Description of the task. Translate this sentence from the passage on EEG into Spanish: "Berger's work was initially met with skepticism."

** Passage follows **

ELECTROENCEPHALOGRAPHY(EEG)

• Hans Berger is known for recording the first human EEG in 1924. He discovered that the brain's electrical activity could be recorded from the scalp using electrodes. Berger's initial experiments involved his son and himself, where he used a device called a galvanometer to measure the brain's electrical currents. His findings led to the identification of what is now known as the alpha wave, or Berger wave, a pattern of electrical activity in the brain.
• Berger's work was initially met with skepticism. However, his subsequent publications in the late 1920s and early 1930s provided more detailed accounts of his findings, which gradually gained acceptance in the scientific community. His work demonstrated that brain activity could be measured and correlated with various mental states and conditions.
• The development of more sophisticated equipment in the 1930s and 1940s, such as the cathode-ray oscilloscope, allowed for better visualization and recording of brain waves. This period saw a surge in research and clinical applications of EEG
• By the 1950s, EEG had become a standard tool in neurology and psychiatry. It was used to diagnose and monitor epilepsy, sleep disorders, and other neurological conditions. The ability to non-invasively measure brain activity revolutionized the understanding of brain function and disorders
• Over the decades, EEG technology has continued to evolve with advancements in digital recording, signal processing, and the development of portable and wearable EEG devices. Today, EEG is widely used in clinical practice, research, and even consumer applications, such as brain-computer interfaces and neurofeedback

• Volume conduction refers to the process by which electrical signals, generated by active tissues such as neurons, travel through the surrounding conductive medium, typically biological tissues like the brain, scalp, and skull.

** End of Passage **
** Source information follows **

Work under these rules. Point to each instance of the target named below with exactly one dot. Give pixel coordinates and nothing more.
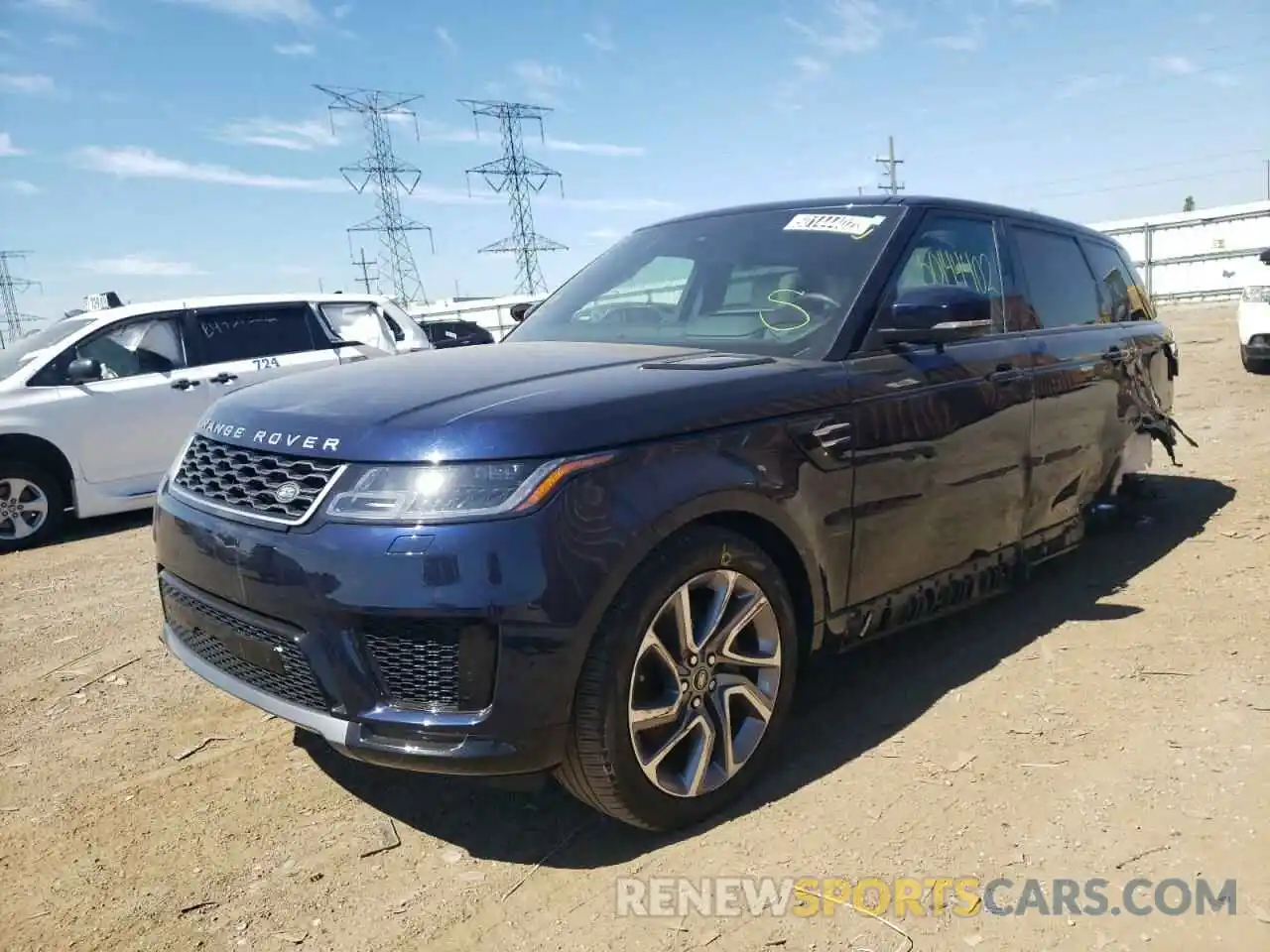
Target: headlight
(452, 492)
(176, 463)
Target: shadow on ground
(848, 706)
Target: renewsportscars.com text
(920, 896)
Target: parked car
(454, 333)
(94, 407)
(1254, 322)
(607, 548)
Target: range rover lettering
(607, 547)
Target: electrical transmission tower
(518, 176)
(9, 289)
(890, 164)
(367, 278)
(390, 178)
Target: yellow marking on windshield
(771, 298)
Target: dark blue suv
(607, 544)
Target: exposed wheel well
(778, 544)
(41, 452)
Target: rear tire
(32, 507)
(1254, 365)
(642, 685)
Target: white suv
(94, 407)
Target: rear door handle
(1005, 375)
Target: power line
(520, 177)
(9, 289)
(366, 280)
(390, 177)
(890, 163)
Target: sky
(178, 148)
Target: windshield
(763, 282)
(18, 352)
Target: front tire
(32, 507)
(686, 685)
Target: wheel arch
(45, 453)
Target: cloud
(853, 27)
(296, 136)
(1078, 86)
(300, 12)
(606, 235)
(966, 41)
(604, 149)
(137, 163)
(8, 149)
(1176, 64)
(541, 80)
(599, 39)
(28, 84)
(73, 10)
(141, 266)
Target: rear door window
(1112, 282)
(254, 331)
(1061, 287)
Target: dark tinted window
(952, 252)
(754, 282)
(1061, 287)
(1112, 282)
(1139, 299)
(148, 345)
(243, 333)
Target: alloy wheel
(705, 682)
(23, 509)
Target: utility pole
(520, 177)
(389, 178)
(365, 281)
(9, 286)
(889, 162)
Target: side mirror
(82, 370)
(938, 315)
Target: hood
(538, 399)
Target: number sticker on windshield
(857, 226)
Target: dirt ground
(1110, 720)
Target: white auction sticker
(857, 226)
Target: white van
(94, 407)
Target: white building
(1209, 253)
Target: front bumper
(448, 662)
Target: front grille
(248, 480)
(441, 665)
(222, 640)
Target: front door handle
(1005, 375)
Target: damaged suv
(607, 547)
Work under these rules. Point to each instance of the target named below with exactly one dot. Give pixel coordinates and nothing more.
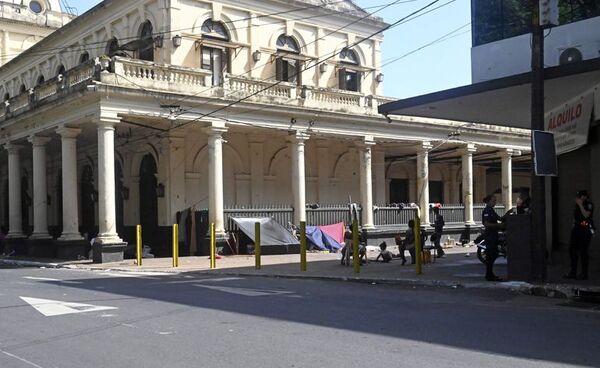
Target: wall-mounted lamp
(125, 192)
(176, 41)
(160, 190)
(158, 41)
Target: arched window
(215, 57)
(287, 43)
(349, 75)
(112, 48)
(146, 45)
(214, 29)
(288, 67)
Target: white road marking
(21, 359)
(206, 280)
(49, 279)
(50, 308)
(245, 292)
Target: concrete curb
(556, 291)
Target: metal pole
(138, 244)
(257, 245)
(213, 247)
(302, 245)
(355, 247)
(538, 184)
(175, 245)
(418, 245)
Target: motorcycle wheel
(481, 255)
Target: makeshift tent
(321, 240)
(271, 232)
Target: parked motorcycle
(481, 247)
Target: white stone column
(507, 178)
(366, 183)
(69, 184)
(215, 173)
(467, 170)
(40, 188)
(15, 222)
(107, 214)
(297, 141)
(380, 182)
(423, 181)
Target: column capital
(37, 140)
(68, 132)
(469, 149)
(12, 148)
(298, 137)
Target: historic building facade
(148, 108)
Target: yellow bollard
(175, 245)
(302, 245)
(418, 245)
(257, 245)
(355, 247)
(138, 244)
(213, 247)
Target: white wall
(513, 56)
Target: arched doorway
(88, 208)
(149, 203)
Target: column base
(16, 245)
(41, 247)
(105, 253)
(72, 249)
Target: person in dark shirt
(492, 224)
(438, 226)
(581, 235)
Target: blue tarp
(321, 240)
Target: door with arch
(149, 203)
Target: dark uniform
(491, 240)
(581, 235)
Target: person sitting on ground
(384, 254)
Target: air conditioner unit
(577, 53)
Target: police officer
(492, 224)
(581, 234)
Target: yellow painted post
(138, 244)
(257, 245)
(302, 245)
(418, 245)
(355, 247)
(175, 245)
(213, 247)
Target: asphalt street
(73, 318)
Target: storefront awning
(505, 101)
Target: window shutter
(279, 69)
(342, 78)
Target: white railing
(243, 86)
(162, 77)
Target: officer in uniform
(492, 224)
(581, 234)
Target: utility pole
(538, 184)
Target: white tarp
(570, 122)
(271, 232)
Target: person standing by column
(492, 224)
(438, 226)
(581, 235)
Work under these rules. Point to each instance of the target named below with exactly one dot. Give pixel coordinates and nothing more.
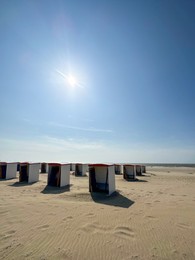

** End of Source information **

Response area. Al principio, el trabajo de Berger fue recibido con escepticismo.